*Listed records*.
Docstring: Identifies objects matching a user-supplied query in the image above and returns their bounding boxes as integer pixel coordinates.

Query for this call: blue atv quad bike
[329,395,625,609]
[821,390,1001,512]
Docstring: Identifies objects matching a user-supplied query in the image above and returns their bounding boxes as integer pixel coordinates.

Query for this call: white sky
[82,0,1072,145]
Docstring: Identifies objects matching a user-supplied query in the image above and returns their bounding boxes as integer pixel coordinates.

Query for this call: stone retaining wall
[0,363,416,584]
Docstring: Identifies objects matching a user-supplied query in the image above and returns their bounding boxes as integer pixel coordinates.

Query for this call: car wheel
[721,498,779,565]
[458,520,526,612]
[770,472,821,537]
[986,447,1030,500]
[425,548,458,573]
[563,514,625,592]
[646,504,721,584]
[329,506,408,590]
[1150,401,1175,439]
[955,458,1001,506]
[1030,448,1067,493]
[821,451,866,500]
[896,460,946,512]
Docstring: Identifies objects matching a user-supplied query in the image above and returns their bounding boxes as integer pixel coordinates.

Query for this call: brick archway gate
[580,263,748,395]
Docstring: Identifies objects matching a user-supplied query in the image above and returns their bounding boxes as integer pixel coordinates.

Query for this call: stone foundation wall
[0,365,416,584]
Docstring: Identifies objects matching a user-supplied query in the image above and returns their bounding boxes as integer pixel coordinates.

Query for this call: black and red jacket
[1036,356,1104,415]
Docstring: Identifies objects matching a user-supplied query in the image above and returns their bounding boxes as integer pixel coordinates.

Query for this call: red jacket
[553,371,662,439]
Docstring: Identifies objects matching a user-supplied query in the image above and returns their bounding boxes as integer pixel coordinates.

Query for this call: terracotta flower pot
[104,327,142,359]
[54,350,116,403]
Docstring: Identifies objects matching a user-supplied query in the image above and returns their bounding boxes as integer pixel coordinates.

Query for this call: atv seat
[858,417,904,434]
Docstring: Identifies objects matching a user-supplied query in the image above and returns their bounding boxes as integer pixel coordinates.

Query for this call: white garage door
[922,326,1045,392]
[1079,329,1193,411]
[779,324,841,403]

*Written request*.
Can you render all of the material above as a numbered list with one line per item and no blank lines?

*Answer to this problem*.
1. Docstring: Identifies objects matching a user-supplied query in the image above and returns their bounding boxes as integer pixel coordinates.
2. Query for this call: blue atv quad bike
3. [329,395,625,609]
4. [821,390,1001,512]
5. Docstring: Identifies objects matching a user-supplied query in the image above and returns their bounding boxes as integer pixel coordinates.
6. Query for this call: white sky
7. [82,0,1072,145]
8. Docstring: Identifies objects matching a user-supplied query in the image above and returns their bounding boxes as integer pixel coordinates.
9. Query for this call: stone retaining wall
10. [0,363,416,584]
11. Docstring: Identifies objects matching a user-supplied query in the image above and returns their bounding boxes as integer pixel coordinates.
12. Query for this call: car wheel
13. [721,498,779,565]
14. [458,520,526,612]
15. [770,472,821,537]
16. [986,447,1030,500]
17. [425,548,458,573]
18. [563,514,625,592]
19. [646,504,721,584]
20. [329,506,408,590]
21. [1150,401,1175,439]
22. [955,458,1001,506]
23. [1030,448,1067,493]
24. [821,451,866,500]
25. [896,460,946,512]
26. Docstring: Identifies objects matching a user-supplied query in the image above and returns their bounding boxes as integer pixel coordinates.
27. Query for this call: brick archway gate
28. [580,263,748,395]
29. Docstring: Identifies objects matching a user-supplied query in the image above and returns their bounding boxes as integer pixel coordinates.
30. Query for this call: stone foundation wall
31. [0,365,416,584]
32. Docstring: Identifies objects matching a user-supplied query in the image above and returns their bounding boxes as integer pixel coordinates.
33. Query for this call: black and red jacket
34. [1036,356,1104,415]
35. Docstring: Identifies objects matching a user-supplied query in the image above and returns their bounding boxes as integer pixel coordinates.
36. Query for this call: red jacket
37. [553,371,662,439]
38. Docstring: Identifies objects matching a user-supplied query in the image above and returns their bounding boxes as integer pixel coordinates.
39. Query for this call: terracotta flower pot
40. [104,327,142,359]
41. [54,350,116,403]
42. Docstring: Identifies objects matching a user-supplied query in the image above and returns their bounding boxes as integer pixel coordinates.
43. Query for this call: atv seat
44. [858,417,904,434]
45. Docstring: Identifies objects matching a user-supplied query in the image above and returns their bounding boxes as integer pixel coordinates.
46. Query for this call: white garage door
47. [922,326,1045,392]
48. [1079,329,1193,411]
49. [779,324,841,403]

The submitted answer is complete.